● Tarefa proposta:
Transcreva sem alterações a passagem do texto sobre a conformidade com a vontade de Deus que começa em "Seria pois grande" e termina em "às Suas determinações.".

● Seleção:
------------

Enfim, também nos graus de graças e glória é preciso uniformarmo-nos com o divino querer: devemos estimar aquelas coisas, que pertencem à gloria de Deus, mas devemos estimar ainda mais a Sua divina vontade: devemos desejar amá-lO mais que os Serafins; mas não devemos desejar maior grau de amor, que não seja aquele que o Senhor tem determinado conceder-nos. O padre Ávila diz (Audi. filia. C. 22.) «Eu creio que os Santos desejariam ser ainda melhores do que foram; porém esses desejos não perturbavam a paz de suas almas, porque eles, se assim o desejavam, não era por motivos de próprio interesse, mas para glória de Deus, a cujas distribuições se submetiam, ainda que Ele menos lhes desse; estimando como perfeito amor o estarem satisfeitos com o que Deus lhes tinha dado, e não apetecendo mais».
Assim Rodriguez o interpreta (Trat. 8. G. 30.), que, ainda que devemos ser diligentes em aspirar a perfeição até onde possamos chegar, para não servir de escusa a nossa preguiça e tibieza, como alguns fazem, e dizermos: Deus nos dará isto; eu posso fazer só isto: com tudo quando faltamos nesta carreira, não devemos perder a nossa paz de espirito, nem a conformidade com a vontade divina, a qual permitiu nossa falta, humilhar-nos e arrepender-nos; e procurando maior adjutório em Deus, prosseguir nossa carreira. Por este modo, ainda que aspiremos a ser exaltados no Céu ao coro dos Serafins, não por certo para termos maior glória, mas sim para a dar maior a Deus, e amá-lO ainda mais, todavia devemos resignar-nos à sua santa vontade, contentando-nos com aquele grau, que a Sua misericórdia se digne conceder-nos.
Seria pois grande culpa desejar dons de sobrenatural oração, e particularmente êxtases e revelações. Os mestres da vida espiritual nos ensinam, quando as almas são favorecidas com tais dons, que deveriam orar para serem privadas deles, para poderem amar a Deus pelo puro caminho da fé, o qual é o mais seguro. Muitos tem chegado à perfeição, sem esses sobrenaturais favores; a virtude é bastante para elevar a alma à santidade, e principalmente a da uniformidade com a vontade de Deus. E se Deus se não apraz de elevar-nos a um sublime grau de graça e glória, devemos conformar-nos à Sua santa vontade, pedindo-Lhe que ao menos, por Sua misericórdia, sejamos salvos. Se assim fizermos, a recompensa não será pequena, a qual o nosso bom Senhor derramará sobre nós pela Sua bondade, porque Ele ama sobretudo aqueles que se resignam às Suas determinações.

------------

● Alguns registros:
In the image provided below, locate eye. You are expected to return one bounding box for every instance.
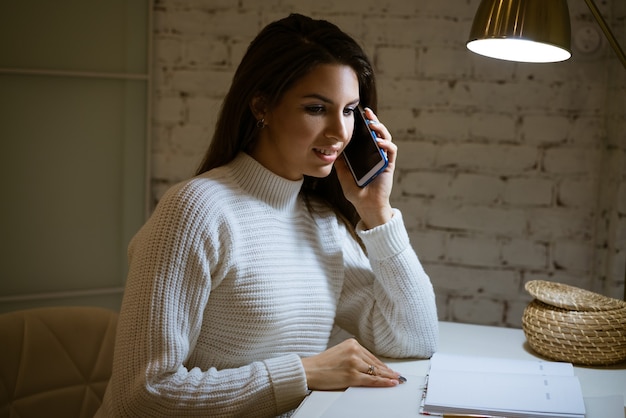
[343,107,356,116]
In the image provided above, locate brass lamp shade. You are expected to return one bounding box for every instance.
[467,0,572,62]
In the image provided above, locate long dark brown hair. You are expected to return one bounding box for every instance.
[196,14,377,226]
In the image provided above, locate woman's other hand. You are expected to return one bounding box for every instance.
[302,338,403,390]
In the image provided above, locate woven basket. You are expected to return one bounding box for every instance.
[522,280,626,366]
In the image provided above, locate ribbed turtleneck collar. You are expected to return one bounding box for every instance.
[228,152,304,210]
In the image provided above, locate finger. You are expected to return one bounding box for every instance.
[365,108,392,141]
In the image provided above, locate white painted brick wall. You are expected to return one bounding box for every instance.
[152,0,626,326]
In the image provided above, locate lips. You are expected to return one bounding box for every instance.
[313,148,337,156]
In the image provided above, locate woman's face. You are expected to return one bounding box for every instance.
[251,64,359,180]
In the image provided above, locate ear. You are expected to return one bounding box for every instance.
[250,95,267,120]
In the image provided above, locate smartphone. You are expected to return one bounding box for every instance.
[343,106,388,187]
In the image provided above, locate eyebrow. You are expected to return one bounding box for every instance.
[302,93,360,104]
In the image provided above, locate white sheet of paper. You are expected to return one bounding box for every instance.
[322,376,425,418]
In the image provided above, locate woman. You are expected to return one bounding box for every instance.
[97,15,438,417]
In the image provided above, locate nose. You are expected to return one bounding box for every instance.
[326,112,354,142]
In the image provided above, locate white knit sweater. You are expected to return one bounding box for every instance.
[96,154,438,417]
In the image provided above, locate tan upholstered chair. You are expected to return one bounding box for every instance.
[0,307,117,418]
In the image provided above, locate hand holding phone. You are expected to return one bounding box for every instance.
[343,106,388,187]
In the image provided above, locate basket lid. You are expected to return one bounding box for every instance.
[525,280,626,312]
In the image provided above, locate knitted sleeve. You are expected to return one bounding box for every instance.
[337,210,439,358]
[96,181,306,417]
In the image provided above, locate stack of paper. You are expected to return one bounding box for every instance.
[422,353,585,418]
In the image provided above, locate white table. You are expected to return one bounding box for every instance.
[293,322,626,418]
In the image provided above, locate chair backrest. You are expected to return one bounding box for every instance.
[0,306,118,418]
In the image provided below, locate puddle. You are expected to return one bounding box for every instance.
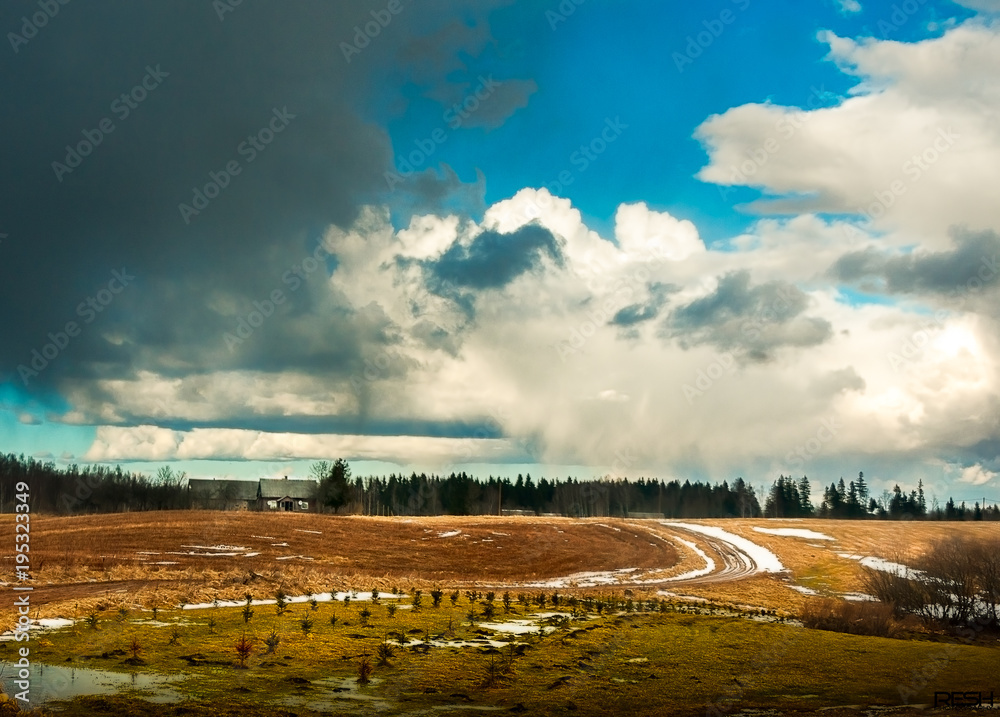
[0,662,184,706]
[279,677,391,712]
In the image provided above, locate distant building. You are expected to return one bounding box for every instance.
[257,476,319,513]
[188,478,259,510]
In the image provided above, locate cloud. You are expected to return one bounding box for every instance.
[430,224,562,289]
[830,229,1000,305]
[662,271,832,361]
[958,465,997,485]
[84,426,519,466]
[697,20,1000,248]
[0,0,516,396]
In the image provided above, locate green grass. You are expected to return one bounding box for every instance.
[0,599,1000,715]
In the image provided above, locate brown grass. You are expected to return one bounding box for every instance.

------------

● Resposta completa:
Seria pois grande culpa desejar dons de sobrenatural oração, e particularmente êxtases e revelações. Os mestres da vida espiritual nos ensinam, quando as almas são favorecidas com tais dons, que deveriam orar para serem privadas deles, para poderem amar a Deus pelo puro caminho da fé, o qual é o mais seguro. Muitos tem chegado à perfeição, sem esses sobrenaturais favores; a virtude é bastante para elevar a alma à santidade, e principalmente a da uniformidade com a vontade de Deus. E se Deus se não apraz de elevar-nos a um sublime grau de graça e glória, devemos conformar-nos à Sua santa vontade, pedindo-Lhe que ao menos, por Sua misericórdia, sejamos salvos. Se assim fizermos, a recompensa não será pequena, a qual o nosso bom Senhor derramará sobre nós pela Sua bondade, porque Ele ama sobretudo aqueles que se resignam às Suas determinações.